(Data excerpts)
▼
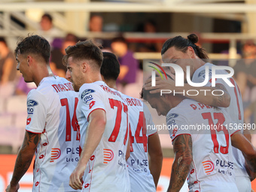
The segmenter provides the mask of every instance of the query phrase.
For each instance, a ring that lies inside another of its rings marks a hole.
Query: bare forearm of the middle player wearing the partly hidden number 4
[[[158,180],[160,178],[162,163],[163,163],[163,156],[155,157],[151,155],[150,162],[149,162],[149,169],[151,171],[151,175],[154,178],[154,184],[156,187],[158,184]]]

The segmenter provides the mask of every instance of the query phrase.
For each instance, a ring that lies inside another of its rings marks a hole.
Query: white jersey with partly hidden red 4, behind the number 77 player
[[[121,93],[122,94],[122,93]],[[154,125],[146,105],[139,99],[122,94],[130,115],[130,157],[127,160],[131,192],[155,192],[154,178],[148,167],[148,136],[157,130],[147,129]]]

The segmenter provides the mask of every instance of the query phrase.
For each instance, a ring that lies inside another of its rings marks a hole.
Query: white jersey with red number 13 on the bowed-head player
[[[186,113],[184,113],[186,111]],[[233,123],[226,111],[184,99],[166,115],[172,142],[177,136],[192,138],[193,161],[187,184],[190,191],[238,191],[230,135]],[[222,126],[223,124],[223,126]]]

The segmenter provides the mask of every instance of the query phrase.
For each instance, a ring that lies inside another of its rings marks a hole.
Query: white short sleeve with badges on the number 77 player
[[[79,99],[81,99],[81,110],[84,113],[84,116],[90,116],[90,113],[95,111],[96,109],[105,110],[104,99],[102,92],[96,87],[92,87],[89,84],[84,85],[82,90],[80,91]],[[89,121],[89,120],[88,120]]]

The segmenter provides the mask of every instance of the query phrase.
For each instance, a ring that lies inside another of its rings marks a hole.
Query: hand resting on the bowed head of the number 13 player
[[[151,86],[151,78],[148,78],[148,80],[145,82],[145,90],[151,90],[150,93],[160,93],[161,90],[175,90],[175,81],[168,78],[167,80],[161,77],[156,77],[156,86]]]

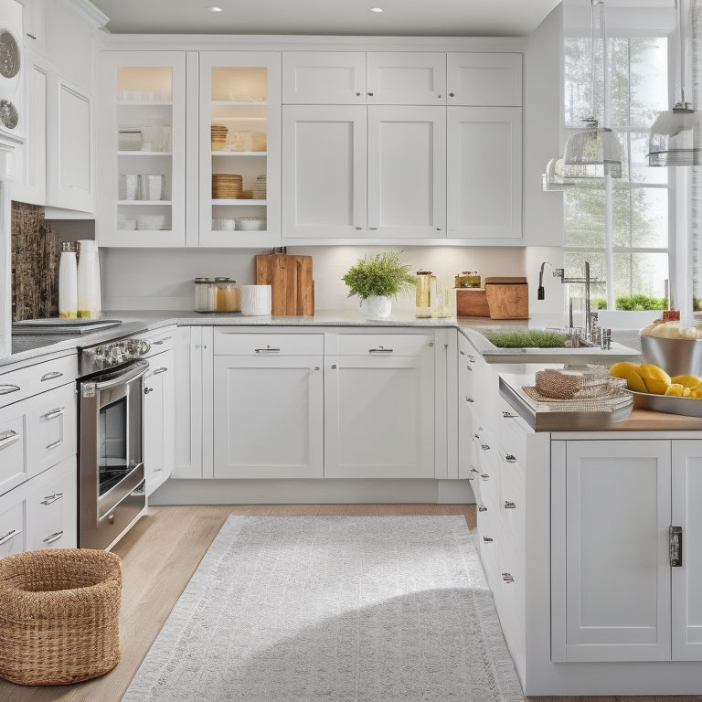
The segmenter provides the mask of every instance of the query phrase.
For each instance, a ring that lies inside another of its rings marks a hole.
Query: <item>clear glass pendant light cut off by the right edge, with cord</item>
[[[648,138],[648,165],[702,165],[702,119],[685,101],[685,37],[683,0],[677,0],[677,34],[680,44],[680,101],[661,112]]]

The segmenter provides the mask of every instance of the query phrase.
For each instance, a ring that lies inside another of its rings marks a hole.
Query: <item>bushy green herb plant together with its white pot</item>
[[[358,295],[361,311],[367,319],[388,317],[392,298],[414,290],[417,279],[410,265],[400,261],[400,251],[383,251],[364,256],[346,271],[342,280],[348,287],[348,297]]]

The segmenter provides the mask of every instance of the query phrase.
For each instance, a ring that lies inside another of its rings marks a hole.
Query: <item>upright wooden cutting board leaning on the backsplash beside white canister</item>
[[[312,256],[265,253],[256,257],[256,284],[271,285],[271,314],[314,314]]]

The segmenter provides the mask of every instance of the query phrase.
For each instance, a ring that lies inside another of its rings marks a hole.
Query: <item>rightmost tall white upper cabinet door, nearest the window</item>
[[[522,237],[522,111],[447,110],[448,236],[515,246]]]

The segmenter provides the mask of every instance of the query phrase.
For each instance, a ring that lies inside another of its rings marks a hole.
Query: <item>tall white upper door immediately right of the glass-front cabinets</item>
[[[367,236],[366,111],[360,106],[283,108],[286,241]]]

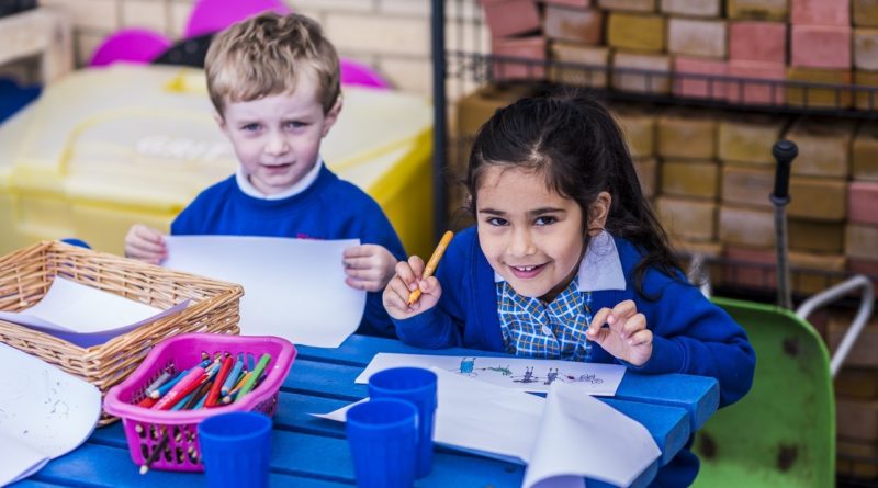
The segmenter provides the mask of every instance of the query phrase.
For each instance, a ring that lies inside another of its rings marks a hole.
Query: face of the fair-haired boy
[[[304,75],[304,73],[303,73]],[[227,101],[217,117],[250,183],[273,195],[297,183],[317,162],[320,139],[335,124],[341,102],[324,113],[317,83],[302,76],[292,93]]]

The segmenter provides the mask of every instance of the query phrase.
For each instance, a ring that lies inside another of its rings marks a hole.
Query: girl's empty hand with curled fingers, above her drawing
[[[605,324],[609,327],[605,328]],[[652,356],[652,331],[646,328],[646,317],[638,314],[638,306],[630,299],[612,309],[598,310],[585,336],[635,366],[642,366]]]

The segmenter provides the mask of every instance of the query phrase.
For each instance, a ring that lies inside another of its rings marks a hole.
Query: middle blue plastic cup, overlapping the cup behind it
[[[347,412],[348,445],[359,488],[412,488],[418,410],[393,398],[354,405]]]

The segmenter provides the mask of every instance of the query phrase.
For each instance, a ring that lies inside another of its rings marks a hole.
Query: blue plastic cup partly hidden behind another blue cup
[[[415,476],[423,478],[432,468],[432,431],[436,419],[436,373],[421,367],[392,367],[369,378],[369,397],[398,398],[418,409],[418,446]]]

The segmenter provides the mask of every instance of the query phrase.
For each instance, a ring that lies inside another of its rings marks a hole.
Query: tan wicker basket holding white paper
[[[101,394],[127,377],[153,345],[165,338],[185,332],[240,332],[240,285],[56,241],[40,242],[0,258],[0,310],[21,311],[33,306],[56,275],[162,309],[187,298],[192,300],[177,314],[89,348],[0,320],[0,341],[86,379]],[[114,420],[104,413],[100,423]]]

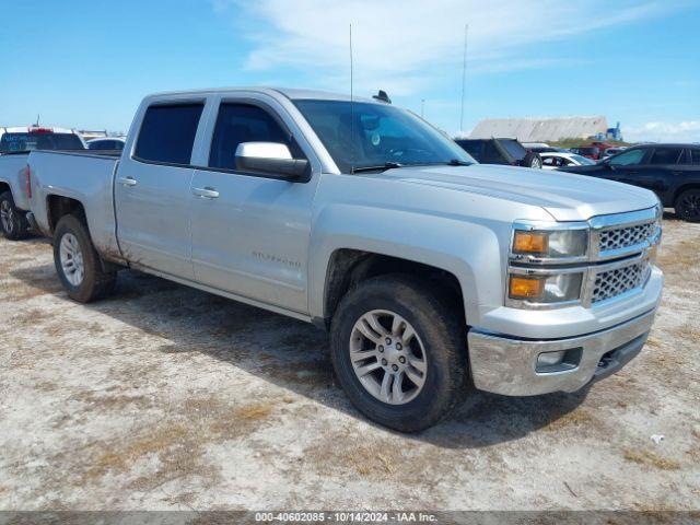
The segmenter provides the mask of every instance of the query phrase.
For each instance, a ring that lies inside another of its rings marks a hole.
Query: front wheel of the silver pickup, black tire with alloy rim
▲
▶ DIRECTIONS
Restate the records above word for word. Skip every picture.

▶ YOUR SOLUTION
The segmenter provides the mask of every instance of the query phrase.
For each instance, a ring that lies inside another of its rings marks a hole.
Query: bare forearm of the middle player wearing the partly hidden number 4
[[[158,180],[160,178],[162,163],[163,163],[163,156],[155,157],[151,155],[150,162],[149,162],[149,169],[151,171],[151,175],[154,178],[154,184],[156,187],[158,184]]]

The segmenter provides the mask of every instance of the query phrase.
For each instance, a ring that lies inside another of its rings marks a hole.
Query: white jersey with partly hidden red 4, behind the number 77 player
[[[121,93],[122,94],[122,93]],[[154,125],[146,105],[139,99],[122,94],[130,115],[130,157],[127,160],[131,192],[155,192],[154,178],[148,167],[148,136],[157,130],[147,129]]]

The segmenter provides the mask of every instance of the query phrase.
For each instance, a ring that lies inside another of its rings marks a hole.
Query: white jersey with red number 13 on the bowed-head player
[[[186,113],[184,113],[186,111]],[[233,123],[226,111],[184,99],[166,115],[172,142],[177,136],[192,138],[193,161],[187,184],[190,191],[238,191],[230,135]],[[222,126],[223,124],[223,126]]]

The segmenter provides the mask of every instance of the query phrase.
For each instance, a ring that lies inside another of its rings marks a hole.
Query: white short sleeve with badges on the number 77 player
[[[79,99],[81,99],[81,110],[84,113],[84,116],[90,116],[90,113],[95,111],[96,109],[105,110],[104,99],[102,92],[96,87],[92,87],[89,84],[84,85],[82,90],[80,91]],[[89,121],[89,120],[88,120]]]

The segmenter provides the mask of every instance of the query phrase.
For each instance, a ring that lies inside another of its rings marks a hole.
Query: hand resting on the bowed head of the number 13 player
[[[151,86],[151,78],[148,78],[148,80],[145,82],[145,90],[151,90],[150,93],[160,93],[161,90],[175,90],[175,81],[168,78],[167,80],[161,77],[156,77],[156,86]]]

The segmenter provides the mask of every instance of the query phrase.
For each instance, a ring that lies inside another of its rings marks a hole.
Query: <item>clear glass pendant light cut off by the right edge, with cord</item>
[[[648,138],[648,165],[702,165],[702,119],[685,101],[685,37],[683,0],[677,0],[677,34],[680,44],[680,101],[661,112]]]

The segmenter provides the mask of every instance of the query phrase.
For each instance, a ring that lies inside another of its rings marks a hole.
Query: <item>bushy green herb plant together with its white pot</item>
[[[358,295],[361,311],[367,319],[388,317],[392,298],[414,290],[417,279],[410,265],[400,261],[400,251],[383,251],[364,256],[346,271],[342,280],[348,287],[348,297]]]

The segmenter provides the mask of every instance of the query phrase.
For each instance, a ring that lies inside another of its rings marks a hole.
Query: <item>upright wooden cutting board leaning on the backsplash beside white canister</item>
[[[312,256],[265,253],[256,257],[256,284],[271,285],[271,314],[314,314]]]

The segmenter provides the mask of every instance of the query phrase.
For each instance, a ring that lies inside another of its rings marks a hole.
Query: <item>rightmost tall white upper cabinet door, nearest the window</item>
[[[522,237],[522,111],[447,110],[448,236],[515,246]]]

The segmenter provides the mask of every instance of the query phrase.
For each instance, a ring that lies inside another of its rings marks a hole.
Query: <item>tall white upper door immediately right of the glass-front cabinets</item>
[[[367,236],[366,111],[360,106],[283,108],[286,241]]]

The segmenter provides the mask of every instance of the query phrase.
For each instance, a ring that lies inside another of its rings marks a hole.
Query: face of the fair-haired boy
[[[304,75],[304,73],[303,73]],[[227,101],[217,117],[250,183],[273,195],[297,183],[317,162],[320,139],[335,124],[341,102],[324,113],[317,83],[302,76],[292,93]]]

The segmenter provides the mask of every instance of the query phrase.
For each instance, a ring that lies inside another of its rings marks a hole.
Query: girl's empty hand with curled fingers, above her drawing
[[[605,324],[609,327],[605,328]],[[652,356],[652,331],[646,328],[646,317],[638,314],[638,306],[630,299],[612,309],[598,310],[585,336],[635,366],[642,366]]]

The segmenter provides the mask of every instance of the query phrase.
For each instance, a ring that lies inside another of its rings marks a hole.
Query: middle blue plastic cup, overlapping the cup behind it
[[[347,412],[348,445],[359,488],[412,488],[418,410],[393,398],[354,405]]]

The segmenter provides the mask of every instance of the query phrase.
For each instance, a ring that lies inside another of its rings marks a hole.
Query: blue plastic cup partly hidden behind another blue cup
[[[415,476],[423,478],[432,468],[432,431],[436,419],[436,373],[421,367],[392,367],[369,378],[369,397],[398,398],[418,409],[418,446]]]

The segmenter provides the mask of every instance of the query phrase.
For each instance, a ring that lies inside another of its rings marks a hole.
Query: tan wicker basket holding white paper
[[[101,394],[127,377],[153,345],[165,338],[185,332],[240,332],[240,285],[56,241],[40,242],[0,258],[0,310],[21,311],[33,306],[56,275],[162,309],[187,298],[192,300],[177,314],[89,348],[0,320],[0,341],[86,379]],[[114,420],[104,413],[100,423]]]

The segmenter provides the mask of every instance of the query phrase.
For each instance, a ring that lies inside another of its rings marks a hole.
Query: front wheel of the silver pickup, black tire with alloy rim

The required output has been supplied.